Stored data entries

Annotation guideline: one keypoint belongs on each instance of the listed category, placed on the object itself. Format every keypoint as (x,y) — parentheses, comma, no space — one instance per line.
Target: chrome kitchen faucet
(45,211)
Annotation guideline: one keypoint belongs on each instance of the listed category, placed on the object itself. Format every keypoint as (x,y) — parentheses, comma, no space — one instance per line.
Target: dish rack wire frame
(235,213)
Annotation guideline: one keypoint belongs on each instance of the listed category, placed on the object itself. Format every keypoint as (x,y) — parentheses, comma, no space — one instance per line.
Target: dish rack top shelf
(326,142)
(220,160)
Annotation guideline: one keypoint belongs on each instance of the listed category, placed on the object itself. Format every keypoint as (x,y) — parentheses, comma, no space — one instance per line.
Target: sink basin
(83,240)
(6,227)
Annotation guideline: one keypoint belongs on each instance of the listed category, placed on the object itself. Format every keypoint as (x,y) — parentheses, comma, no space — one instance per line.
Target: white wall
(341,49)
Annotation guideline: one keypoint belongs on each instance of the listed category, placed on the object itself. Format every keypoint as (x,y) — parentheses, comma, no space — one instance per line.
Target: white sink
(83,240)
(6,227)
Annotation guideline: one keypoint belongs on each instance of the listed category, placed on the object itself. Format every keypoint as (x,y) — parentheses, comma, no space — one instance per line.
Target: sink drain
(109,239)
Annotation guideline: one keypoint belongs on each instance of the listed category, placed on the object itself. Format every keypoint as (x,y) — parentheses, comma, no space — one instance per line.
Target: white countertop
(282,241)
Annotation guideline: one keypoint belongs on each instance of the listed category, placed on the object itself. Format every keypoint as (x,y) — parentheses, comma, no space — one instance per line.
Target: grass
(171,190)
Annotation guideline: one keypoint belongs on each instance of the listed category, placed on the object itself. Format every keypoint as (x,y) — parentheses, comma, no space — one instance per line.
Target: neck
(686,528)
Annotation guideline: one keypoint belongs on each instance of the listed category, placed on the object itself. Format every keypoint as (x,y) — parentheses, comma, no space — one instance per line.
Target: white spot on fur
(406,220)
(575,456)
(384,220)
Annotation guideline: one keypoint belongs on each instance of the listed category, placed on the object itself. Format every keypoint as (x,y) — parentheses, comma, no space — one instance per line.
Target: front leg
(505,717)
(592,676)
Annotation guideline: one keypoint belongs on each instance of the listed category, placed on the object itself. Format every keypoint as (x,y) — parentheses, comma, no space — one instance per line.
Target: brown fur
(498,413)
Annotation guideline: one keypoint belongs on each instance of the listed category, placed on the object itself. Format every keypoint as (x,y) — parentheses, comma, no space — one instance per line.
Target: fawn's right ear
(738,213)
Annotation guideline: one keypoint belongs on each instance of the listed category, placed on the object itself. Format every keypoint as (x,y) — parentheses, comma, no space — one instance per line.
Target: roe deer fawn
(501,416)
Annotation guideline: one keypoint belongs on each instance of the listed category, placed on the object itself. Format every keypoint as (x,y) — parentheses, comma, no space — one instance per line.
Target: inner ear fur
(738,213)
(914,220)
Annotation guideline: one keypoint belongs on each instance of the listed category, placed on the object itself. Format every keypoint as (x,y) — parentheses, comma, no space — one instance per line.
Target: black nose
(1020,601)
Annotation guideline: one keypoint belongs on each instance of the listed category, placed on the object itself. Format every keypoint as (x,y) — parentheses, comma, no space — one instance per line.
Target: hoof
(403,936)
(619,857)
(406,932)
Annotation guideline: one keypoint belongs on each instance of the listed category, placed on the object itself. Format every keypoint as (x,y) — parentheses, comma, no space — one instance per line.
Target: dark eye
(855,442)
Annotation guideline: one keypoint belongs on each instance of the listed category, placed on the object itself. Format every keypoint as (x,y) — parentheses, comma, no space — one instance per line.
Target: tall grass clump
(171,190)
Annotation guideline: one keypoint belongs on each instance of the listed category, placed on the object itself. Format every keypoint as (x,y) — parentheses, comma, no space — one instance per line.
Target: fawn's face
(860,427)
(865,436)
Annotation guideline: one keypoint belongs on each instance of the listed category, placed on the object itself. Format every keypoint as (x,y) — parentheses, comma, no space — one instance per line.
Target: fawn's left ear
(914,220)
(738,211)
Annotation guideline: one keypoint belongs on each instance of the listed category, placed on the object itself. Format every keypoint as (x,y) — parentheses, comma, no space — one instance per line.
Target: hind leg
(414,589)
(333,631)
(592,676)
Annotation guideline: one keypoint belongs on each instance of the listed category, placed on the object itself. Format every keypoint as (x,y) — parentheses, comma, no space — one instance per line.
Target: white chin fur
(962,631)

> Task description: Repeat all the records. Match each line exactly.

> Answer to this problem:
Annotation guideline: one keypoint belongs on each instance of the listed category, placed on the object itself. Format every keypoint as (x,y) — parentheses, comma, no space — one instance per line.
Target: chrome kitchen faucet
(45,211)
Annotation guideline: one keypoint belongs on each instance of the listed category, placed on the object itself. Format every keypoint as (x,y) — parentheses, comma, no space — one instance per line.
Target: dish rack wire frame
(235,213)
Annotation guideline: one keypoint belongs on each instance of the listed category, placed on the object itself. Format every keypoint as (x,y) — parentheses, comma, no space — one instance per line.
Target: dish rack top shelf
(326,142)
(220,160)
Annotation guideline: one keypoint belongs on each instance of the listed category, placed on the object itself. Format every keypoint as (x,y) — parentheses, comma, no space — one instance per line.
Target: sink basin
(83,240)
(6,227)
Annotation guideline: one keypoint belongs on each instance of the listed category, placed on the object itself. Format every keypoint as (x,y) — parentheses, comma, no space — one instance per line.
Target: white wall
(341,49)
Annotation guideline: one keypoint belongs on each instance of the listed category, placed on the object itself. Format every keypoint as (x,y) — parentheses, comma, no space — one instance per line.
Target: white sink
(83,240)
(6,227)
Annotation guideline: one keypoint belongs on each instance of the listed category, placed on the object itself. Format every keypoint as (x,y) — parentheses, comma, no space — one instance per line.
Target: sink drain
(109,239)
Annotation guideline: one keypoint belongs on each instance of the listed category, placed on the object itself. Format every keypoint as (x,y) — parentheses, comma, no space — one instance per line.
Target: white countertop
(282,241)
Annotation guideline: one keypoint belongs on each instance of the listed category, placed on the object itself. Format every keypoint as (x,y) — parentheses, comma, no space — one instance per line.
Target: grass
(171,190)
Annotation guideline: one keypoint belongs on each instance of the listed category, placed on the object itself. Format every keypoint as (x,y) — parentheses, comma, no space — one instance per line.
Target: neck
(686,528)
Annotation guideline: one keypoint belongs on each instance of the listed category, placed on the object itself. Format every keypoint as (x,y) — parentheses, comma, no space — one instance per line.
Target: white spot on fur
(406,220)
(575,456)
(384,220)
Annotation guideline: one keypoint belongs on each instance of the listed category, placed on the object itself. Format every keypoint as (x,y) — parentheses, comma, no space — one instance per line.
Target: front leg
(505,717)
(592,676)
Annotation guideline: one keypoint belongs on each instance of the listed category, placed on the object itself. Format every keypoint as (x,y) — parentheses, comma, no space — one instance per line.
Target: brown fur
(498,413)
Annotation guideline: one keypoint belongs on each instance of the listed category, placed on the object itself. Format every keypoint as (x,y) — parentheses, comma, no space — one instance per line.
Target: fawn's right ear
(738,213)
Annotation guideline: one keypoint belongs on each instance of the listed category, placed on the object itself. Format every keypoint as (x,y) — parentheses, comma, no space — one instance per line.
Target: roe deer fawn
(501,416)
Annotation guideline: one keypoint belongs on each instance of the listed category, placed on the object itself. Format every keypoint as (x,y) — parentheses, comma, no space — one instance per line.
Target: inner ear fur
(738,213)
(914,220)
Annotation guideline: one keypoint belongs on each instance of the listed category, placed on the object itself. Format every keypoint as (x,y) — parentheses, comma, no space — one instance per line.
Target: black nose
(1020,601)
Annotation guideline: one keypoint belongs on each instance of the listed category, placed on the object itself. Format every keypoint as (x,y) — parentheses, comma, no space — one instance per line.
Target: hoof
(403,936)
(619,857)
(406,932)
Annotation guideline: one keypoint belongs on each instance of the listed category, placed on the object itself. Format every keypoint as (x,y) — parentheses, comma, no space — one instance per line.
Target: dark eye
(855,442)
Annotation guideline: one keypoint belongs on each instance of the listed category, placed on the object itself. Format every keypoint as (x,y) — parentheses, comma, no space — one instance per line.
Target: tall grass clump
(171,190)
Annotation guideline: one keypoint belongs on each instance of the listed category, placed on the object itself. Format every keypoint as (x,y) — parentheses, comma, no space — one instance per line.
Target: fawn's face
(860,427)
(865,436)
Annotation guideline: one keypoint belongs on each instance of the listed category, placed on the object itself. Format every keypoint as (x,y) — parentheses, comma, no space — one instance per line.
Target: fawn's left ear
(914,220)
(738,211)
Annotation guideline: one keypoint belongs on each instance of the listed category, placed on the object itself. Format every keypoint as (x,y) — parentheses, comma, no space — one instance per line.
Target: hind leg
(414,589)
(333,631)
(592,676)
Annotation guideline: one keypoint belongs on each instance of the listed category, placed on the object itself. Format every keypoint as (x,y) — parentheses, comma, no space — one instance per line.
Target: white chin fur
(962,631)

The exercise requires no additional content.